**Problem requirements**
Repeat all of the data word for word so that only the pictures are missing from the copy.

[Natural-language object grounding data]
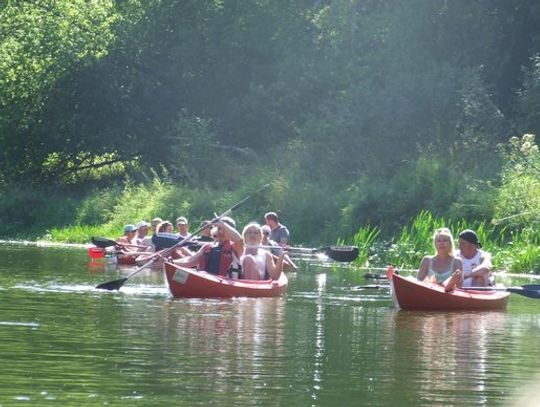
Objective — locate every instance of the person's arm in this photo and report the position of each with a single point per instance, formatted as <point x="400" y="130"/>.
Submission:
<point x="274" y="269"/>
<point x="283" y="236"/>
<point x="235" y="237"/>
<point x="458" y="267"/>
<point x="190" y="261"/>
<point x="423" y="270"/>
<point x="484" y="268"/>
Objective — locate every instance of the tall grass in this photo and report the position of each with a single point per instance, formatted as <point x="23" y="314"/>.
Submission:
<point x="512" y="251"/>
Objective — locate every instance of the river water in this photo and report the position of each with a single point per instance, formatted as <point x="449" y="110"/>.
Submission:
<point x="324" y="343"/>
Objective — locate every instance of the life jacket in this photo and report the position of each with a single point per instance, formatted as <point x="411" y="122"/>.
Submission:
<point x="225" y="258"/>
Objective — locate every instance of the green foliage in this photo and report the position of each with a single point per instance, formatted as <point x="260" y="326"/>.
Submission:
<point x="364" y="239"/>
<point x="518" y="202"/>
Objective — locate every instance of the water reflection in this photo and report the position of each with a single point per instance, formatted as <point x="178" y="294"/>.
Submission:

**Response to the exercise**
Objective — locate every instance of the person's arm in this photo and report the position of each with a single point per instance, formatted as <point x="400" y="130"/>.
Submission:
<point x="274" y="269"/>
<point x="283" y="236"/>
<point x="235" y="237"/>
<point x="458" y="267"/>
<point x="190" y="261"/>
<point x="423" y="270"/>
<point x="484" y="268"/>
Objective — locate every instance of the tall grass in this photo and report the position of each with a single point per instance, formatted as <point x="23" y="314"/>.
Submission:
<point x="512" y="251"/>
Objective — locate every instance of the river water in this photo and report the position of each with a single point per instance, formatted as <point x="449" y="110"/>.
Submission:
<point x="324" y="343"/>
Objective — locate every instance of the life jacket in this photo and report the position of each with a single point per instance, formatted as <point x="411" y="122"/>.
Submission:
<point x="225" y="258"/>
Objective — locate every instance of the green foliage in this photo and report the position of each with a single point per instance, formatted as <point x="260" y="326"/>.
Submission:
<point x="364" y="239"/>
<point x="518" y="202"/>
Objective — locate every instance of the water reflection in this photo and report the position of each with a single point per instance, formatted as <point x="178" y="294"/>.
Submission:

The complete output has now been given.